## Document segment

Deep Learning Container (DLC) provides the fault tolerance monitoring feature that is empowered by AIMaster. This topic describes how to enable and configure the feature.
Background information
As the scale of model and data increases, deep learning tasks are frequently run in a distributed manner. When a deep learning task is run by an increased number of instances, occasional exceptions in the underlying software stack or hardware environment can terminate the task.
To ensure that large-scale deep learning tasks are reliably run in a distributed manner, DLC provides the fault tolerance monitoring feature that is empowered by AIMaster. AIMaster is a job-level component. When you use AIMaster for a DLC job, an AIMaster instance is launched to run concurrently with other job instances. The AIMaster instance monitors the job progress and manages fault tolerance and resource allocation.
Procedure
Step 1: Configure additional parameters of fault tolerance monitoring
Refer to the parameter description and sample configurations to configure additional parameters of fault tolerance monitoring based on your business requirements.
Step 2: Enable and configure fault tolerance monitoring
When you submit a DLC job, enable and configure the fault tolerance monitoring feature by using the Platform for AI (PAI) console or AIMaster SDK.
Step 3: Configure enhanced fault tolerance monitoring
If the configuration in the previous step cannot meet your business requirements, you can configure enhanced fault tolerance monitoring to add custom keywords by using AIMaster SDK. After you add custom keywords, AIMaster automatically scans the logs of faulty nodes and triggers fault tolerance if the logs carry information that matches your custom keywords. Enhanced fault tolerance monitoring alsosends notifications when fault tolerance is triggered.
Step 1: Configure additional parameters of fault tolerance monitoring
Refer to the following sections to determine the additional parameters that you want to configure. When you enable the fault tolerance monitoring feature in the subsequent step, you can specify these additional parameters in the Other Configuration field based on your business requirements.
Parameter description
The following table describes the additional parameters that you can configure for fault tolerance monitoring.

## Dataset content

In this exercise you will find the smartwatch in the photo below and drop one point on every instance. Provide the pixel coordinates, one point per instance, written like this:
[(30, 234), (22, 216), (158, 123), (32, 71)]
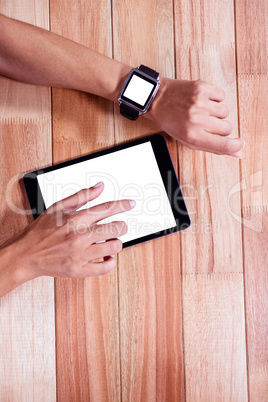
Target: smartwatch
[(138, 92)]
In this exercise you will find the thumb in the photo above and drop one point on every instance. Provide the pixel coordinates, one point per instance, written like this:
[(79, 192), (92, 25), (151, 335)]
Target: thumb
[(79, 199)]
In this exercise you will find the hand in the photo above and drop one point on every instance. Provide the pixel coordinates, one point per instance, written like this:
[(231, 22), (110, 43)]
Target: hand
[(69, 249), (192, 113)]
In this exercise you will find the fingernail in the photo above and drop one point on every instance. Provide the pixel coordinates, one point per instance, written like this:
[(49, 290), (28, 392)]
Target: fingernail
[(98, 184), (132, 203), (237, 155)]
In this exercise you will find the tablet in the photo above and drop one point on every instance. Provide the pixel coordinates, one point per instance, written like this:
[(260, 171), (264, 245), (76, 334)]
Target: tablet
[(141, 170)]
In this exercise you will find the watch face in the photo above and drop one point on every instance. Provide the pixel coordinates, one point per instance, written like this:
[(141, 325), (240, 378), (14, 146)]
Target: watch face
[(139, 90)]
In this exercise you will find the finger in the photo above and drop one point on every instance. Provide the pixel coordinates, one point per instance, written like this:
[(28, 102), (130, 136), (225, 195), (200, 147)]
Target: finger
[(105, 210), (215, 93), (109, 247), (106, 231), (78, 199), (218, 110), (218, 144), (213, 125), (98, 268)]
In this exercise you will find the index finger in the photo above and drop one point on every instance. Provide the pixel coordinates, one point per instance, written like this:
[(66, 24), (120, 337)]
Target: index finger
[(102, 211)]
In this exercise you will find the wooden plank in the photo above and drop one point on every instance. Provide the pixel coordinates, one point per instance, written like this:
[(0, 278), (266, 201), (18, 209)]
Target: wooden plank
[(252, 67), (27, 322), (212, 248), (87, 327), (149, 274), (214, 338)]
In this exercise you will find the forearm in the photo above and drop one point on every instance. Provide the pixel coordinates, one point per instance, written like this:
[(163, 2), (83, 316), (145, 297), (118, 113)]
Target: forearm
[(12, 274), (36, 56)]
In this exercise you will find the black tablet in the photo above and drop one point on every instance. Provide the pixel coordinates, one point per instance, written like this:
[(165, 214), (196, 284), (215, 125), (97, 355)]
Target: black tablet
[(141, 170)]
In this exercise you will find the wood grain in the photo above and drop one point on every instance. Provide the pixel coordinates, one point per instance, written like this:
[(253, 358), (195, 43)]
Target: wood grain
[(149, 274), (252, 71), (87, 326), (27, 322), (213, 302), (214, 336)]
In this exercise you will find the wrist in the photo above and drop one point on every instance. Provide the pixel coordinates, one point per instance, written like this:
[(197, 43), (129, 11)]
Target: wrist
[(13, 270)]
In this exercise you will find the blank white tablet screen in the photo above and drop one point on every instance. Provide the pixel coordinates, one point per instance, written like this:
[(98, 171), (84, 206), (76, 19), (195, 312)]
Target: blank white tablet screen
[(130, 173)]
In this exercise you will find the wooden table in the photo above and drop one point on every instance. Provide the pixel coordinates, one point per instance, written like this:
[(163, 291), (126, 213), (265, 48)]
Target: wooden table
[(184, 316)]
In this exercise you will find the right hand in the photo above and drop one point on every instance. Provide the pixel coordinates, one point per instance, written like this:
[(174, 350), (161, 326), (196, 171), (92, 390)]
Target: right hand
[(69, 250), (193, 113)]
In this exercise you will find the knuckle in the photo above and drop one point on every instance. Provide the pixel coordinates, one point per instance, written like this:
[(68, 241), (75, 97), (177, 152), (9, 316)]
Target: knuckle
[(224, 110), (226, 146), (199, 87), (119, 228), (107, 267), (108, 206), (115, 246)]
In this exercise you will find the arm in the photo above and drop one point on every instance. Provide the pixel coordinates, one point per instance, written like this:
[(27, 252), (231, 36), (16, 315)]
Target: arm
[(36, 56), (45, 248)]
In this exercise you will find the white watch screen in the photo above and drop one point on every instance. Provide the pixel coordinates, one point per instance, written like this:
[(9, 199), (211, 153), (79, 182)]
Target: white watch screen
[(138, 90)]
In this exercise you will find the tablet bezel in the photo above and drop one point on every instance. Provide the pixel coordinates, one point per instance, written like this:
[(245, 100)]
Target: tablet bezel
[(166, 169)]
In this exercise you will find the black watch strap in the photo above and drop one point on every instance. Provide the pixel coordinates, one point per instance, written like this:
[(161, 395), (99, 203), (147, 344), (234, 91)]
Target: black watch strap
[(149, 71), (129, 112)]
--
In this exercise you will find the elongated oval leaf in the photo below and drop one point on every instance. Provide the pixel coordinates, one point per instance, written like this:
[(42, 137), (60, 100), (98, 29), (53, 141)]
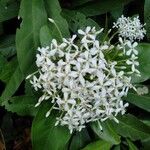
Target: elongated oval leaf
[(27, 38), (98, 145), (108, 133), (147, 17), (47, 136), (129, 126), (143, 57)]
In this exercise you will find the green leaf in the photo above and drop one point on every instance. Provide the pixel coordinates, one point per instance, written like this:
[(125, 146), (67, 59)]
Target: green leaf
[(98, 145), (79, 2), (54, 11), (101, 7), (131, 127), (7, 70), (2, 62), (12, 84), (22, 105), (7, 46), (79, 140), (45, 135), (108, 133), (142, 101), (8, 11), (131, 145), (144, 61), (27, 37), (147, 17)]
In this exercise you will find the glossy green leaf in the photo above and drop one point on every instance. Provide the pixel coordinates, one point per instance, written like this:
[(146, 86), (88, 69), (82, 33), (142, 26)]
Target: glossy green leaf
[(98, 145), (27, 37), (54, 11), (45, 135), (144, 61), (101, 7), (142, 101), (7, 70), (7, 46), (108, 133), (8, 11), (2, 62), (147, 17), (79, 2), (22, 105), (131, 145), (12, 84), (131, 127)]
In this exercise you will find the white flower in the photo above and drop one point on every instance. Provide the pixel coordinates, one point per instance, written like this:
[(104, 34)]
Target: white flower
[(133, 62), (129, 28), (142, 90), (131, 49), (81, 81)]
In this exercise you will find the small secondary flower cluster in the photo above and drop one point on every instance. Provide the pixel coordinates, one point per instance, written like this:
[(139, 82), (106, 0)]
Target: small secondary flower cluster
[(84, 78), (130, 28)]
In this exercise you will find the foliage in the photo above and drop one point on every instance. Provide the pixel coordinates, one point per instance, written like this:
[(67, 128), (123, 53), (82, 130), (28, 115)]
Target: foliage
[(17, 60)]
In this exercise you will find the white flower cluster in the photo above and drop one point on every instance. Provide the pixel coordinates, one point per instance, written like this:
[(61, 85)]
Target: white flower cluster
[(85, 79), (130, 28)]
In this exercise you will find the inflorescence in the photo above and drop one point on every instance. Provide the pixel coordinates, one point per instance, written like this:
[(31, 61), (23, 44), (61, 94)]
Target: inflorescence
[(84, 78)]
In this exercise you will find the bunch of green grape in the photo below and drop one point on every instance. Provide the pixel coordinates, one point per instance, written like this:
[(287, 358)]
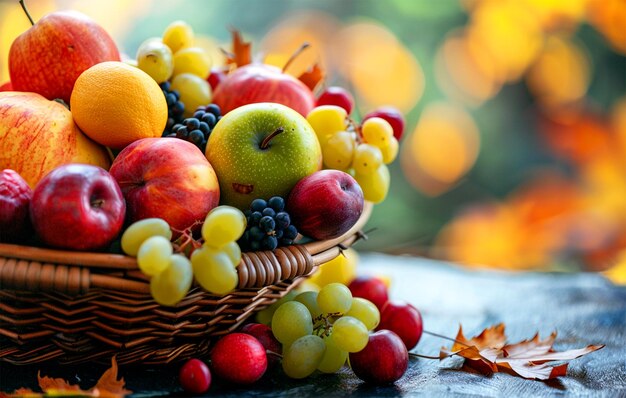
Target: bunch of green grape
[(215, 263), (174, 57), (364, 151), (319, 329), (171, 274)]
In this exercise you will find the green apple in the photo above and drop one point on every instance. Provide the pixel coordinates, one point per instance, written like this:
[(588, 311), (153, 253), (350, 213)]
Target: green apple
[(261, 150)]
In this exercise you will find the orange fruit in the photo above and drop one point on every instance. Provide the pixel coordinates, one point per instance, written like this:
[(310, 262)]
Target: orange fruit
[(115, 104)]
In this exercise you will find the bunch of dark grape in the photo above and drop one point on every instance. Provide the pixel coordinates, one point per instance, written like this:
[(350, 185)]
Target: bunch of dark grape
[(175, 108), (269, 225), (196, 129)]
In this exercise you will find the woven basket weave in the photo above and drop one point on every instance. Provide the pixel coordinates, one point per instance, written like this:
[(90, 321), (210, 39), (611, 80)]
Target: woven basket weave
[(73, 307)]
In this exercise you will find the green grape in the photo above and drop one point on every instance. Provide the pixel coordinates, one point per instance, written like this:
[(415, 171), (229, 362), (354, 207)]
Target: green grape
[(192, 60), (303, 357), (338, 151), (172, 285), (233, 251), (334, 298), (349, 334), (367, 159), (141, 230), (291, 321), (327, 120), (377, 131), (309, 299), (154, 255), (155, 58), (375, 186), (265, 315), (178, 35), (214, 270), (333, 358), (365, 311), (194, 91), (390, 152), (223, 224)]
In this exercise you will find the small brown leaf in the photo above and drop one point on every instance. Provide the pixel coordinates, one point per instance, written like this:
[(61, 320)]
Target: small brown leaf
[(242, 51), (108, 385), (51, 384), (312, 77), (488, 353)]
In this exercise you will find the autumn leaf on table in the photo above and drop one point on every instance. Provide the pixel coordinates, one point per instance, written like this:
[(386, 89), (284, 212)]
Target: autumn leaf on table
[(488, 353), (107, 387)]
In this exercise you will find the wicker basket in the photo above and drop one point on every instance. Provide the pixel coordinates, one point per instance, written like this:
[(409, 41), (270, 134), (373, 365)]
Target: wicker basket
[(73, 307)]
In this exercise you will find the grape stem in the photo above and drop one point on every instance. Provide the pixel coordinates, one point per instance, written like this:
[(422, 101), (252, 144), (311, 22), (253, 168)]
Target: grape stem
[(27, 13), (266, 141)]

## Task objective
Answer these questions from the fault tolerance monitoring text:
(a) What kind of component does the text call AIMaster?
(b) Which two tools can be used to enable and configure the feature when a DLC job is submitted?
(c) In which field can the additional parameters be specified?

## Answer below
(a) A job-level component.
(b) The Platform for AI (PAI) console or AIMaster SDK.
(c) The Other Configuration field.